- **JOB A**
Answer these questions from the passage on Cleopatra:
(i) By what date had Cleopatra left Rome?
(ii) Which color did the Egyptians regard as the color of new life and rebirth?
(iii) In which year had Caesar returned Cyprus to Egypt?
- **JOB B**
Carry on the passage on Cleopatra, starting after its final sentence.

- **PROVIDED PASSAGE**
'''

Yet Cleopatra may also have lost their second child around this time, in much the way that Caesar’s daughter Julia had suffered the same fate in 55 BC, losing Pompeius’ child after seeing his cloak covered in blood after a violent public meeting and imagining the worst. Although heavily censored by Octavian in his later rewriting of history, there is some evidence in Cicero’s copious correspondence that Cleopatra suffered a miscarriage in the month following Caesar’s death. Writing with regret about the miscarriage suffered by Cassius’ wife after her husband’s part in Caesar’s murder, Cicero added immediately afterwords, ‘I am hoping it is true about the queen and that Caesar.’ The possibility that this cryptic comment may refer to a second child of Caesar and Cleopatra is backed up by references to Caesar’s non-Roman children in the plural and his own provision for a son ‘who might be born’ to him.
Yet, regardless of such a loss, some Romans had suddenly become brave enough to say what they had only thought when Caesar had been alive, Cicero commenting that ‘I see nothing to object to in the flight of the queen.’ And indeed Cleopatra had left Rome by 15 April with her son, her brother and her entourage. Presumably she would have worn the dark head cover or ricinium that Western widows had adopted as early as Homer’s time. But for the Egyptians black had always been the colour of new life and rebirth. So, dressed in her usual dark robes of Isis, Cleopatra’s appearance would have served a dual purpose.
Yet the black-robed monarch did not sail straight to Alexandria, but travelled east to Cyprus to restore Ptolemaic authority. Although Caesar had returned the island to Egypt in 48 BC after ten years’ harsh Roman rule, it had technically been given to her two younger siblings, Ptolemy XIV and Arsinoe IV. Since Arsinoe was still alive in nearby Ephesus, where Caesar had exiled her, and stirring up dissent, Cleopatra was more than keen to appear before the
Cypriot people as their rightful female monarch alongside their acknowledged ruler Ptolemy XIV — even if he had been airbrushed from the official coinage, which depicted only Cleopatra with young Caesarion.

'''

[Rows of box annotation data]
'''

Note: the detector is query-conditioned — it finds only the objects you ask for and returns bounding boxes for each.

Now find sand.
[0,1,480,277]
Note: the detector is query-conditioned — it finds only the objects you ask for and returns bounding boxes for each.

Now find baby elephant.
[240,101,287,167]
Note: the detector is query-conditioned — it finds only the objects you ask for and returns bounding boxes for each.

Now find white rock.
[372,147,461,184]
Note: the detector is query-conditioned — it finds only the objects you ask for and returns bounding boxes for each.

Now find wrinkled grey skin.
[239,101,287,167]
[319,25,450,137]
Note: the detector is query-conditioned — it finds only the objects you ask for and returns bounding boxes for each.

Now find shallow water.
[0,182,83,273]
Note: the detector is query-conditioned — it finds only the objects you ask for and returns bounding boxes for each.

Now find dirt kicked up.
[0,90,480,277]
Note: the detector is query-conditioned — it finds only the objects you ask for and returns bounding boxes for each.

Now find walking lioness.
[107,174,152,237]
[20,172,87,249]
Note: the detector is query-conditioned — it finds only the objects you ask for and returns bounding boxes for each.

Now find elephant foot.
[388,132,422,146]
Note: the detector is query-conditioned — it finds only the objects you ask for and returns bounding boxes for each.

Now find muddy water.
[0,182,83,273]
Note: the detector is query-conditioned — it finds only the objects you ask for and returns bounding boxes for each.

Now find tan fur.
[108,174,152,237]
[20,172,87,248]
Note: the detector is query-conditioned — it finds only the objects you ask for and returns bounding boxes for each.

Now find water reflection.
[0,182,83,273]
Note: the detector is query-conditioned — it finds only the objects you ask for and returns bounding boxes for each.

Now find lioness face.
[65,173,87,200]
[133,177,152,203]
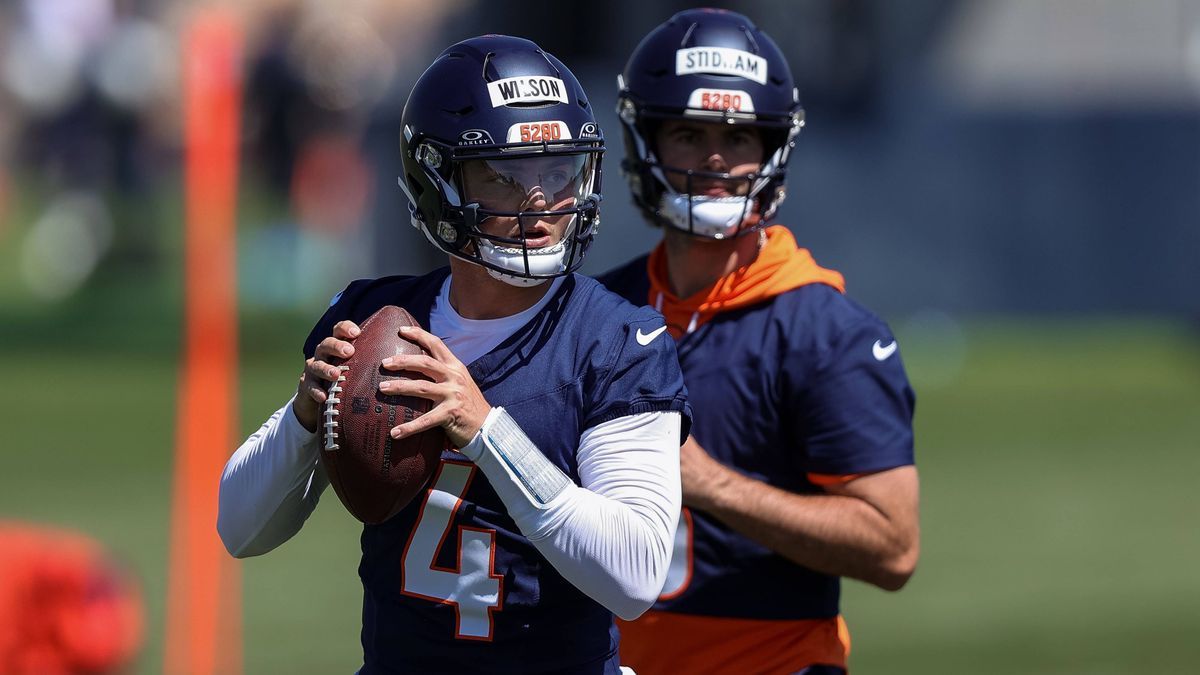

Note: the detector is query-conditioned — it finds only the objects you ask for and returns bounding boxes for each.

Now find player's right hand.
[292,321,362,432]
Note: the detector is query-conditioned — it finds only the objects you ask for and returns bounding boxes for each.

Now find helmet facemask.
[405,132,602,287]
[620,98,804,239]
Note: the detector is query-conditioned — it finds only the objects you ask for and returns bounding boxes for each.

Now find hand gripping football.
[320,305,446,524]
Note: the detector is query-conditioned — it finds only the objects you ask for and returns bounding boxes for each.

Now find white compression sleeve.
[217,396,329,557]
[462,407,680,620]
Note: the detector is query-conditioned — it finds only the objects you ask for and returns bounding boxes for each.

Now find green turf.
[0,265,1200,674]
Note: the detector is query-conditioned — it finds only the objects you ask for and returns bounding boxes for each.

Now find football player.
[218,35,690,673]
[601,10,918,675]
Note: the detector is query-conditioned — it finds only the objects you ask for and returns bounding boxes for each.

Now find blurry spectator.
[0,521,145,675]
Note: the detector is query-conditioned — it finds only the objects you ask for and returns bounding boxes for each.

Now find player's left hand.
[379,325,492,448]
[679,436,731,510]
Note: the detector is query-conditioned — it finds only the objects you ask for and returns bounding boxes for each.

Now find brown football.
[320,305,446,524]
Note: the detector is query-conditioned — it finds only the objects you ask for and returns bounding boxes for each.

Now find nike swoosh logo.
[871,340,899,362]
[636,325,667,347]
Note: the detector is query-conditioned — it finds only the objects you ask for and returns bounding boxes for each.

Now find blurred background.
[0,0,1200,674]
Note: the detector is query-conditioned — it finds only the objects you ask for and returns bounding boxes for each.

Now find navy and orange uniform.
[601,226,913,675]
[305,268,689,673]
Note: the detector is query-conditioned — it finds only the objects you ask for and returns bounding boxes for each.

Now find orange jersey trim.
[617,610,850,675]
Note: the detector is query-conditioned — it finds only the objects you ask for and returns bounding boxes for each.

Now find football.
[320,305,446,524]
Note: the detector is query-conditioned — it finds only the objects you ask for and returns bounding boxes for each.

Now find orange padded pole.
[163,11,242,675]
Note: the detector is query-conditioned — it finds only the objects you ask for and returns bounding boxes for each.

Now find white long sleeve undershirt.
[217,401,680,619]
[217,276,682,619]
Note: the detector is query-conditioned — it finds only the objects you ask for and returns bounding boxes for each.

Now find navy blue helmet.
[617,10,804,239]
[400,35,604,286]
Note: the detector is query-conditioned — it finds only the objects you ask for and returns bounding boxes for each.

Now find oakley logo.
[487,77,566,108]
[676,47,767,84]
[458,129,492,145]
[871,340,899,362]
[636,325,667,347]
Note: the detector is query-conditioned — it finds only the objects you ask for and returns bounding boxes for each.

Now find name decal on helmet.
[509,120,571,143]
[487,77,566,108]
[688,89,754,113]
[676,47,767,84]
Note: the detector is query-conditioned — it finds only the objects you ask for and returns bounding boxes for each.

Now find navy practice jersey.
[305,268,690,673]
[600,256,913,620]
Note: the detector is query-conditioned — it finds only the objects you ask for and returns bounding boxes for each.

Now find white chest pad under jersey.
[430,271,563,364]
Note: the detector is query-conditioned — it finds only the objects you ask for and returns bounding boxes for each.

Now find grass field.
[0,270,1200,675]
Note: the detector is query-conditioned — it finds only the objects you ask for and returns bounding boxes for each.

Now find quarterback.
[218,35,690,674]
[601,10,918,675]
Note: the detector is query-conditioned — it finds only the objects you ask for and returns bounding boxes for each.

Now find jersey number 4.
[401,460,504,640]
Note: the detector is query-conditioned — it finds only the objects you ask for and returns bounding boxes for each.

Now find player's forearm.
[463,413,679,619]
[694,468,916,590]
[217,401,329,557]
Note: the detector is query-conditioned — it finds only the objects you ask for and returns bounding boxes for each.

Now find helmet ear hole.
[404,173,425,199]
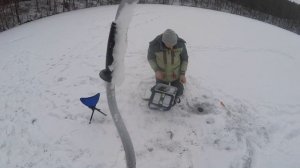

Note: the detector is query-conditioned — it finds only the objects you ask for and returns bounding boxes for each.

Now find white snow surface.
[0,5,300,168]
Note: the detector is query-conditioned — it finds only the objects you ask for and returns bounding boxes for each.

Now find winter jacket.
[147,35,188,82]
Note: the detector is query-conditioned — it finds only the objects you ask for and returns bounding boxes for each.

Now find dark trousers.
[156,80,184,96]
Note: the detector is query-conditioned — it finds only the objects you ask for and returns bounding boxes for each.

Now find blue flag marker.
[80,93,106,124]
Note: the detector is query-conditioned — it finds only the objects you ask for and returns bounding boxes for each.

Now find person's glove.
[179,75,186,83]
[155,71,164,80]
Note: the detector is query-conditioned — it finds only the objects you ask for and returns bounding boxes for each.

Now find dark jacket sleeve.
[147,42,159,72]
[180,41,189,75]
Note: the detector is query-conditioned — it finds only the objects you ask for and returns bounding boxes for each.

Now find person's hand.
[179,75,186,83]
[155,71,164,80]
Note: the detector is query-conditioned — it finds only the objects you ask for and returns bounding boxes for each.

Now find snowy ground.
[0,5,300,168]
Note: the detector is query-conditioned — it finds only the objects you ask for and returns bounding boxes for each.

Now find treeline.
[0,0,300,34]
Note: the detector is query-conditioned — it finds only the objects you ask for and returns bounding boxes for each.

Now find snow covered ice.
[0,5,300,168]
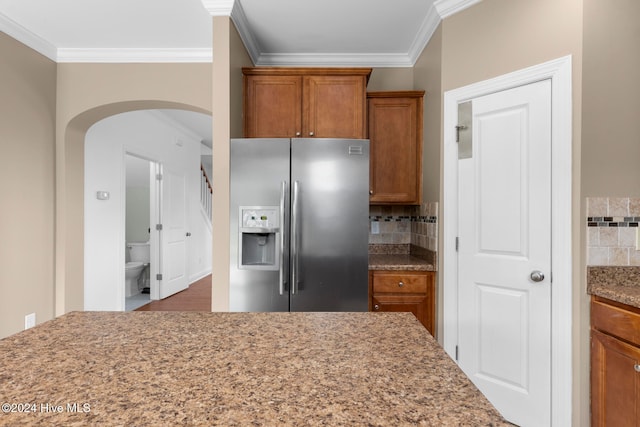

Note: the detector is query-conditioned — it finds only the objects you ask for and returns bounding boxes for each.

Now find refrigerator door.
[290,138,369,311]
[229,139,291,311]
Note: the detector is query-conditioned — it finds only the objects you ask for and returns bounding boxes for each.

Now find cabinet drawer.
[591,300,640,345]
[373,273,427,294]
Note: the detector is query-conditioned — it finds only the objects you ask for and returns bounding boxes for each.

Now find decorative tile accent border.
[587,216,640,227]
[587,197,640,266]
[369,202,438,252]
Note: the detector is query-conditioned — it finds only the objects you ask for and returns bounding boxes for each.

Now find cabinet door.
[302,76,366,139]
[244,75,302,138]
[370,271,435,335]
[591,330,640,427]
[368,96,422,204]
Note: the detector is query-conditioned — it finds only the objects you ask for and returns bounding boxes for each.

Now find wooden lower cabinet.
[591,298,640,427]
[369,270,435,335]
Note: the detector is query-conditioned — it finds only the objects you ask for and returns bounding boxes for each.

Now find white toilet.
[124,242,151,297]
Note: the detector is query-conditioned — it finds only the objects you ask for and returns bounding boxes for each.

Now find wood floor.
[135,275,211,311]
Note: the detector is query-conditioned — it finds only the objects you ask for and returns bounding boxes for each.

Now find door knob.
[530,270,544,282]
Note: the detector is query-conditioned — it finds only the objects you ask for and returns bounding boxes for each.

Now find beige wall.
[0,32,56,338]
[439,0,589,425]
[414,25,444,338]
[582,0,640,197]
[574,0,640,425]
[367,67,413,92]
[413,26,442,211]
[211,16,253,311]
[55,64,212,315]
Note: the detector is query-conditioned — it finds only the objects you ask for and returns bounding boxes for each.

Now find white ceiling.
[0,0,481,147]
[0,0,480,67]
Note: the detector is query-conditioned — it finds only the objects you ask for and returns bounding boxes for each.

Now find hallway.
[135,275,211,311]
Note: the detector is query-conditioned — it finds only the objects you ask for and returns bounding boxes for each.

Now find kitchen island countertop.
[587,266,640,308]
[0,312,509,426]
[369,254,435,271]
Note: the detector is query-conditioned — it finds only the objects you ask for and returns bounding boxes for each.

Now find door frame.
[442,55,573,426]
[122,147,162,304]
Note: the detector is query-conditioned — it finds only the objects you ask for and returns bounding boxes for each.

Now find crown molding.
[255,53,413,68]
[433,0,482,19]
[0,13,58,61]
[408,5,442,66]
[57,48,213,63]
[201,0,235,16]
[231,1,262,64]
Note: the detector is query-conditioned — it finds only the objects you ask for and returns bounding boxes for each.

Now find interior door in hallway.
[159,165,189,299]
[458,80,551,426]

'''

- **FINAL ANSWER A**
(i) By 15 April.
(ii) Black.
(iii) 48 BC.

- **FINAL ANSWER B**
Having ensured that Cyprus’ wealth was once more directed to Egypt, Cleopatra appointed the official Serapion as governor before setting sail for Alexandria. It was possible to cross the Mediterranean in as little as six days if the Etesian winds were blowing from the north, and, managing to avoid the sudden spring storms, Cleopatra’s ship finally reached the shelter of the Great Harbour.
Backed by the three legions that Caesar had stationed there, she picked up the reins from her caretaker government and was firmly back in power by July 44 BC. Although a document dated 26 July was issued in the joint names of Cleopatra and Ptolemy XIV, by September he had ominously disappeared from the records. Having reached fifteen, notional adulthood, he may well have wanted more power for himself, and Caesar’s death meant there was nothing to prevent Arsinoe resuming co-rule with him. The pair would have posed a real threat to Cleopatra and her three-year-old son, so he was eliminated, reputedly poisoned by Cleopatra in time-honoured royal tradition.
Retaining her title Thea Philopator, ‘the Goddess who loves her Father’, Cleopatra then dropped the now redundant title ‘Philadelphus’, ‘Brother Loving’, while upholding the Ptolemaic tradition of dual rulers by immediately making Caesarion her co-ruler. As Ptolemy XV Caesar, Theos Philopator Philometor, ‘the God who loves his Father and Mother’, he became the Living Horus in every sense, his mother Cleopatra the Living Isis and his father Caesar Osiris. For in the well-known Egyptian saga, Osiris was resurrected at the hands of his all-powerful wife Isis and took his place as Lord of the Underworld, while their son Horus was successfully raised by Isis to take his father’s place on earth.